_Petunjuk Pengerjaan_:
**1.** Tuliskan kembali bagian teks tentang posisi politik kepolisian mulai dari "Apakah hubungan polisi" sampai dengan "dalam konstelasi kenegaraan." tanpa mengubah satu kata pun.
**2.** Ringkaslah paragraf yang diawali "Sebenarnya harus ditelaah" dalam teks tentang posisi politik kepolisian menjadi lebih pendek dengan tetap mempertahankan fakta pokoknya.

_Teks_:
Apakah hubungan polisi dan presiden cukup berpengaruh dalam hal ini?
Sebenarnya harus ditelaah bagaimana posisi politik kepolisian dalam konstelasi kenegaraan ini. Nampak nyata bahwa kepolisian sudah menjadi suatu lingkungan yang berdiri sendiri sedemikian rupa sehingga penegakan hukum beralih menjadi sebuah opsi, bukan lagi sesuatu yg imperatif. Jika polisi menjelaskan 'Kita harus menimbang perasaan pihak-pihak yang protes' dan sebagainya, itu namanya bukan penegakan hukum. Mereka memilih. Gambaran itu memperlihatkan betapa ada problem politik dalam institusi polisi dalam konstelasi kenegaraan.

_Bagian Data_:
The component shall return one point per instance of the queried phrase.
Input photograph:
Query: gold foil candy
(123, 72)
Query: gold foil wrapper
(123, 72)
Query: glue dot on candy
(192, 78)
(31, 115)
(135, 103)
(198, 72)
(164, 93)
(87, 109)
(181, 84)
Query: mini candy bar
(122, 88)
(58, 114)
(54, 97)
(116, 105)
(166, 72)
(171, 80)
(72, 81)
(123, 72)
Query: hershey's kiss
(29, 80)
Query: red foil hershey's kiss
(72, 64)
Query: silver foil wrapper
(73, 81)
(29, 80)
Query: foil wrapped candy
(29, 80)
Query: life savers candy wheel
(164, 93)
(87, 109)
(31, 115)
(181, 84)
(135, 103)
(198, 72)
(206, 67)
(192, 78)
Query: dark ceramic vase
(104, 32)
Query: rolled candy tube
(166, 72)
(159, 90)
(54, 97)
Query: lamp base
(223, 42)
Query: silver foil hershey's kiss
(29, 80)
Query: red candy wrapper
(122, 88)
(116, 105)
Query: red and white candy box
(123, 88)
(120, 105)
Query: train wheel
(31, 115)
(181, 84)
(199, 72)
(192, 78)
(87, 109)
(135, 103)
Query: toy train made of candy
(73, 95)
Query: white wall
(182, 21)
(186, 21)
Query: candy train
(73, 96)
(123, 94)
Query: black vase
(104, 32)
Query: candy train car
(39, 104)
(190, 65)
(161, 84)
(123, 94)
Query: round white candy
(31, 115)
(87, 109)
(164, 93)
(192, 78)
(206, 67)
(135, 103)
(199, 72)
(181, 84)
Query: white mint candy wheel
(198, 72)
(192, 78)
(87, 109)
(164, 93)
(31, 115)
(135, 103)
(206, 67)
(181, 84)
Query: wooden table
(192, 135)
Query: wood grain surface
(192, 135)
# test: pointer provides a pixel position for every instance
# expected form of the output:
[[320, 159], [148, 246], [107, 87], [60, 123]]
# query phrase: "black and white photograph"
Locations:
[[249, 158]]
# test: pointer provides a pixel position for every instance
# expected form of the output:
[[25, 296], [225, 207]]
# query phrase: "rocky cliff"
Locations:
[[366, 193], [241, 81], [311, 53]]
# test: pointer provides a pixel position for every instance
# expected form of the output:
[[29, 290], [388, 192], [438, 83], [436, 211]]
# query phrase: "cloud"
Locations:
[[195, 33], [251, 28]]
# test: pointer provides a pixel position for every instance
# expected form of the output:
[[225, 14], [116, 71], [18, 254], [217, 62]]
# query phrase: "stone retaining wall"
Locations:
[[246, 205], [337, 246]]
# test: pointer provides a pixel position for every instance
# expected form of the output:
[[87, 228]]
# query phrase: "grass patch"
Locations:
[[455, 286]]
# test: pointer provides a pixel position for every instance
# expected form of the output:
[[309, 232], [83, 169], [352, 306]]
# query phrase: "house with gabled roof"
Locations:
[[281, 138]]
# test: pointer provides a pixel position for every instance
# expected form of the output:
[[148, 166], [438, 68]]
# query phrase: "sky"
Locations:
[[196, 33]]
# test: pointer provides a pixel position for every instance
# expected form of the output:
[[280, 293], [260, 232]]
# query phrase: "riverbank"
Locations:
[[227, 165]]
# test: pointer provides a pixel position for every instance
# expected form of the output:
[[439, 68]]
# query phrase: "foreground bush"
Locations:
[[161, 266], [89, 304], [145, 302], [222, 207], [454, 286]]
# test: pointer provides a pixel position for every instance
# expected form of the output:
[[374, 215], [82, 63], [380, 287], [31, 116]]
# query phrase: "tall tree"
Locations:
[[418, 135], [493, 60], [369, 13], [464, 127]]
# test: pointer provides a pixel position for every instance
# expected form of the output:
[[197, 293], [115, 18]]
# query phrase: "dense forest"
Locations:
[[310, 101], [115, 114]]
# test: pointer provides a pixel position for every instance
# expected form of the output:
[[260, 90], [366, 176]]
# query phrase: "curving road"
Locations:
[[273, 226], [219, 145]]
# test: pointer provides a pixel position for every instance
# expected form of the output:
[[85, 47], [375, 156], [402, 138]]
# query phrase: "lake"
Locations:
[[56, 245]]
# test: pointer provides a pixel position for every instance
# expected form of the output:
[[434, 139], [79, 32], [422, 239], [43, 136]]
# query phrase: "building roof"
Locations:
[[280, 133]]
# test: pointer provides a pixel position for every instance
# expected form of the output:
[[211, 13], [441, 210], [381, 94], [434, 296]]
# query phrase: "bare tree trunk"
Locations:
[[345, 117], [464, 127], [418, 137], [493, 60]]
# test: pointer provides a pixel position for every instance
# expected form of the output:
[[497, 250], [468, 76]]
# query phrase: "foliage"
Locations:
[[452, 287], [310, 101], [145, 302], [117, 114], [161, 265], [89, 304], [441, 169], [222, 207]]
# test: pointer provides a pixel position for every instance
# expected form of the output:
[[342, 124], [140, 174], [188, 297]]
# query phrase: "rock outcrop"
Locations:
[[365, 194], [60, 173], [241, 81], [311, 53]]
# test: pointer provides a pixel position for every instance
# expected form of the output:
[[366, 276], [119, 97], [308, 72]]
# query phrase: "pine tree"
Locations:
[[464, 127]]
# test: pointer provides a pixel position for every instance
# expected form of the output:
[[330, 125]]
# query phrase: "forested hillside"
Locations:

_Jawaban Tiap Soal_:
**1.**
Apakah hubungan polisi dan presiden cukup berpengaruh dalam hal ini?
Sebenarnya harus ditelaah bagaimana posisi politik kepolisian dalam konstelasi kenegaraan ini. Nampak nyata bahwa kepolisian sudah menjadi suatu lingkungan yang berdiri sendiri sedemikian rupa sehingga penegakan hukum beralih menjadi sebuah opsi, bukan lagi sesuatu yg imperatif. Jika polisi menjelaskan 'Kita harus menimbang perasaan pihak-pihak yang protes' dan sebagainya, itu namanya bukan penegakan hukum. Mereka memilih. Gambaran itu memperlihatkan betapa ada problem politik dalam institusi polisi dalam konstelasi kenegaraan.

**2.** Posisi politik kepolisian dalam konstelasi kenegaraan perlu ditelaah. Kepolisian telah menjadi lingkungan yang berdiri sendiri, sehingga penegakan hukum beralih menjadi opsi, bukan lagi keharusan. Alasan seperti menimbang perasaan pihak yang protes bukanlah penegakan hukum karena polisi memilih. Gambaran ini menunjukkan adanya problem politik dalam institusi polisi.